----- RECORDS SUPPLIED

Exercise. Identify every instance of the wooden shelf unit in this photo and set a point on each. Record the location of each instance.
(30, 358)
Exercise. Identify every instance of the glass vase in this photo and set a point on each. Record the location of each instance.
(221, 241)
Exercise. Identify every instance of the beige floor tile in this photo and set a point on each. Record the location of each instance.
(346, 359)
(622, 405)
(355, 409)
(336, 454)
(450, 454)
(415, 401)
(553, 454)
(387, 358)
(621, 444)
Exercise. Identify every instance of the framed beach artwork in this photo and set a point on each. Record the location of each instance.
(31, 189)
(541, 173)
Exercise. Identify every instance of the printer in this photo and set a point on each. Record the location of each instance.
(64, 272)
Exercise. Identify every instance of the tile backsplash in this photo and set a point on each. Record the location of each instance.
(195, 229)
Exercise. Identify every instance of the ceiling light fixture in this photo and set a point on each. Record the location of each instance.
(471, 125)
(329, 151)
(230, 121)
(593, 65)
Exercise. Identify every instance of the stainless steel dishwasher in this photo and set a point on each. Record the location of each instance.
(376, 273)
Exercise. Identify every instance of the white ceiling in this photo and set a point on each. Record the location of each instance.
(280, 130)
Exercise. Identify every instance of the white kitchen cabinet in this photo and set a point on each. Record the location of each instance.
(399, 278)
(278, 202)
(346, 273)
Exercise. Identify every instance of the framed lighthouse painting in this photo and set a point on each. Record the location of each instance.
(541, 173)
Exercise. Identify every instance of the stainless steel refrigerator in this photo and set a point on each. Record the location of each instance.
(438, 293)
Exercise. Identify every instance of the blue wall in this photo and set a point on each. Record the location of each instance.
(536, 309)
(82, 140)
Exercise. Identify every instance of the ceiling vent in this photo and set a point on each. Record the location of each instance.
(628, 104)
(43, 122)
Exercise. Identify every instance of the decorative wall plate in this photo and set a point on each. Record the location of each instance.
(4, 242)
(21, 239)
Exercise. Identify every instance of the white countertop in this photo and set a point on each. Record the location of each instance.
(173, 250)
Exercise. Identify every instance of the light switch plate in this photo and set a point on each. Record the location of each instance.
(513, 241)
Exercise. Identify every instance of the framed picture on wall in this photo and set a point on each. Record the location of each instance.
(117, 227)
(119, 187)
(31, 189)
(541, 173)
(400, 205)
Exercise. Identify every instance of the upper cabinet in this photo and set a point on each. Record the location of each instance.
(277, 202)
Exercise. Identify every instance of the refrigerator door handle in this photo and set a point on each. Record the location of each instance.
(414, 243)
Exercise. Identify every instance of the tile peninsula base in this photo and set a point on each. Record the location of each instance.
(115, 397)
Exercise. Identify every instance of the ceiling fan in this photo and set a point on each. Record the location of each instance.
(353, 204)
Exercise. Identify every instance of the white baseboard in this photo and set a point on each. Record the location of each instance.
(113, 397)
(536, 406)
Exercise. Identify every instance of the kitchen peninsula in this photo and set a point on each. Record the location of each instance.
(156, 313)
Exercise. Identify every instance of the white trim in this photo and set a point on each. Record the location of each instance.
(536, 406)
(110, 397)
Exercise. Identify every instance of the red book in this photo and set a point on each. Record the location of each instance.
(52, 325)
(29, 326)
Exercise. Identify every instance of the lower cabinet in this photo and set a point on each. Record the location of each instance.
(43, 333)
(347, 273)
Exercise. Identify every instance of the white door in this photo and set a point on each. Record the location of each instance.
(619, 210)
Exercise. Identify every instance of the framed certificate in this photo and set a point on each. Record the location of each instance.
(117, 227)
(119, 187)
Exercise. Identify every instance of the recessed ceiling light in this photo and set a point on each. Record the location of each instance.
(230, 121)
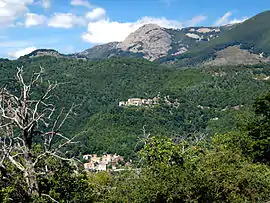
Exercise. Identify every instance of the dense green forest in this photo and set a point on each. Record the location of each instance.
(252, 35)
(204, 95)
(211, 147)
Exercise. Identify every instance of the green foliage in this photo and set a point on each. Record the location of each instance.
(98, 86)
(259, 130)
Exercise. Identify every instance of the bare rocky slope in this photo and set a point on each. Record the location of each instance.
(244, 43)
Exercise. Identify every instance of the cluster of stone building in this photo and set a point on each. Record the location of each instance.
(150, 102)
(140, 102)
(102, 163)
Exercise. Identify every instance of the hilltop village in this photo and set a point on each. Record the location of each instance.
(149, 102)
(104, 163)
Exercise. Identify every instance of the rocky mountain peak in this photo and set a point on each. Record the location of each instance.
(150, 39)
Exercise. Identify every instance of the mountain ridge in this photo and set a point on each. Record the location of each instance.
(187, 46)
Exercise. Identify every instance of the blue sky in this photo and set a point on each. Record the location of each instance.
(74, 25)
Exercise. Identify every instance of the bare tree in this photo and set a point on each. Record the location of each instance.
(24, 118)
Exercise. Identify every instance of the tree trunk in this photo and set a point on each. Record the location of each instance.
(30, 174)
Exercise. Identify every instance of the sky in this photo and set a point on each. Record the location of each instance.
(70, 26)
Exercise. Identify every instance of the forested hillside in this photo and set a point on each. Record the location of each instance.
(251, 35)
(208, 98)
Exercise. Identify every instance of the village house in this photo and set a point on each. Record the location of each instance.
(139, 102)
(96, 163)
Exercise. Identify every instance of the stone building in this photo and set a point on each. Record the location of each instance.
(96, 163)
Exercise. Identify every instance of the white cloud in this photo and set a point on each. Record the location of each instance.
(22, 52)
(96, 14)
(46, 4)
(65, 20)
(196, 20)
(33, 19)
(12, 9)
(225, 19)
(235, 20)
(105, 31)
(81, 3)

----------

Would you return the whole listing above exactly as written, skipping any image?

> **RESULT**
Exercise. Identify every instance of the wooden shelf unit in this photo and set a point on each. Record the location of each instance.
(30, 358)
Exercise. Identify every instance of the glass vase in this photo and set a point on each. Record the location of each instance.
(221, 241)
Exercise. Identify every instance of the beige floor tile in this photo and set a point on each. Record the location of each instance.
(346, 359)
(622, 405)
(355, 409)
(336, 454)
(450, 454)
(415, 401)
(553, 454)
(387, 358)
(621, 444)
Exercise. Identify every instance of the framed beach artwork in this photo and set a point on each. Record the location of each instance.
(31, 189)
(541, 173)
Exercise. Identify every instance of the printer in this photo and set a point on each. Record the location of each instance.
(64, 272)
Exercise. Identify every instance of the tile backsplash in this photo and set a point on each. Record the location of each instance.
(195, 229)
Exercise. Identify every instance of the ceiling light fixture in this photo and set a point on each. Record the location of each instance.
(471, 125)
(329, 151)
(230, 121)
(593, 65)
Exercise. Identify every instance of the stainless steel dishwasher in this photo and set a point on each. Record the location of each instance.
(376, 273)
Exercise. Identify every instance of the white ceiling in this photo and set a point on each. Record the location of each instance.
(280, 130)
Exercise. Identify every instance of the white kitchen cabinet in this photo and set a point on each. Record the location of each instance.
(399, 278)
(278, 202)
(346, 273)
Exercise. Identify every instance of the framed lighthouse painting in this photo and set a point on each. Record the location of each instance.
(541, 173)
Exercise. Identify every instance of the stainless steel refrigerator in this photo and set a point on each. Record the location of each instance.
(438, 293)
Exercise. Identify every instance of the blue wall in this photo and set a point on each. Record the location of each instance.
(536, 309)
(82, 140)
Exercise. Identify every instance of the ceiling vent in this photo and set a point on each. Record the location of each instance.
(628, 104)
(43, 122)
Exercise. Identify every instance of the decorative wall plate in this photo and set a point on each. Record the location of each instance.
(4, 242)
(21, 239)
Exercise. Identify every instance of the white countertop in this photo and set a point on each. Record the location of each instance.
(173, 250)
Exercise. Identify every instance of the light switch plate in this photo and set a point on each. Record the location of each instance.
(513, 241)
Exercise. Identify every instance of the framed picture on wall in this photo and set a point on each. Record the location of each instance.
(117, 227)
(119, 187)
(31, 189)
(541, 173)
(400, 205)
Exercise. Identify every instance of the upper cabinet in this photo and set a point on each. Record the location of each instance.
(277, 202)
Exercise. Identify every instance of the refrigerator door handle in this photo and set a point on each. Record the location of each instance.
(414, 243)
Exercise. Identify every instance of the tile peninsula base in this photo and set a point on each. Record the location of each instance.
(115, 397)
Exercise. Identify every instance of the ceiling fan in this photo and set a point on each. Record the location of each instance.
(353, 204)
Exercise. Identify every instance of the white baseboard in this photo and set a point on each. Record the location of each instance.
(113, 397)
(536, 406)
Exercise. Identify every instance of the kitchen peninsula in this photo and set a point on each. Record the location of each instance.
(156, 313)
Exercise. Identify every instance of the white trim in this photo and set a point on each. Record the location of each instance.
(536, 406)
(110, 397)
Exercise. Identify every instance of the red book in this photo and set a point on each. Record the location of each instance.
(52, 325)
(29, 326)
Exercise. Identify every instance of the lower cabinet in this photo and set a point on each. Record the location of each instance.
(43, 333)
(347, 273)
Exercise. Identify every instance of the white door in this photo and set a point on each. Record the location of each instance.
(619, 210)
Exercise. Identify every instance of the framed certificate in this photo and set a point on each. Record the location of each instance.
(117, 227)
(119, 187)
Exercise. Identify every instance of the recessed ceiling light in this photo and set a point on each. Record the location of each instance.
(230, 121)
Exercise. Identify every instance of the dense green forest in this photo and set a point on each. Record the location of each instance.
(252, 35)
(204, 95)
(211, 147)
Exercise. Identify every instance of the green foliage in this photo and set a point on each. Record the location of each instance.
(98, 86)
(259, 130)
Exercise. Identify every instance of the bare rocky slope in this photo and set a point on each. Record the location of each instance.
(244, 43)
Exercise. Identify every instance of the cluster of stone building in this photo and set a point on each. Record the location of each instance.
(150, 102)
(140, 102)
(102, 163)
Exercise. Identify every instance of the hilltop village in this photo and set a point on each. Record the location of each instance.
(149, 102)
(104, 163)
Exercise. Identify every instance of the rocky mountain peak in this photo and set a point on each. Record the location of each instance.
(150, 39)
Exercise. Identify every instance of the mountain ridge in this photo and set a point on each. Record the location of each instance.
(187, 46)
Exercise. Identify every instance of the blue sky in this photo and set a point on each. Record the location of each instance.
(74, 25)
Exercise. Identify every instance of the bare tree in this photo and set a point on each. Record the location of each instance.
(24, 118)
Exercise. Identify every instance of the tree trunk in this photo and set a point on each. Record the location of each instance.
(30, 174)
Exercise. Identify every instance of the sky in this photo and set a point on each. Record the location of each instance.
(70, 26)
Exercise. Identify every instance of the forested hillside in this photo and set a point on each. Record the location of each instance.
(251, 35)
(208, 98)
Exercise. Identify every instance of the village house in this photo and set a point on each. Record the location of each instance.
(139, 102)
(96, 163)
Exercise. Identify every instance of the stone building in this photo and set a point on each. Record the location of each instance.
(96, 163)
Exercise. Identify every instance of the white cloud in this photo and set a point on each. Record the location of each instance.
(22, 52)
(96, 14)
(46, 4)
(65, 20)
(196, 20)
(33, 19)
(12, 9)
(225, 19)
(235, 20)
(105, 31)
(81, 3)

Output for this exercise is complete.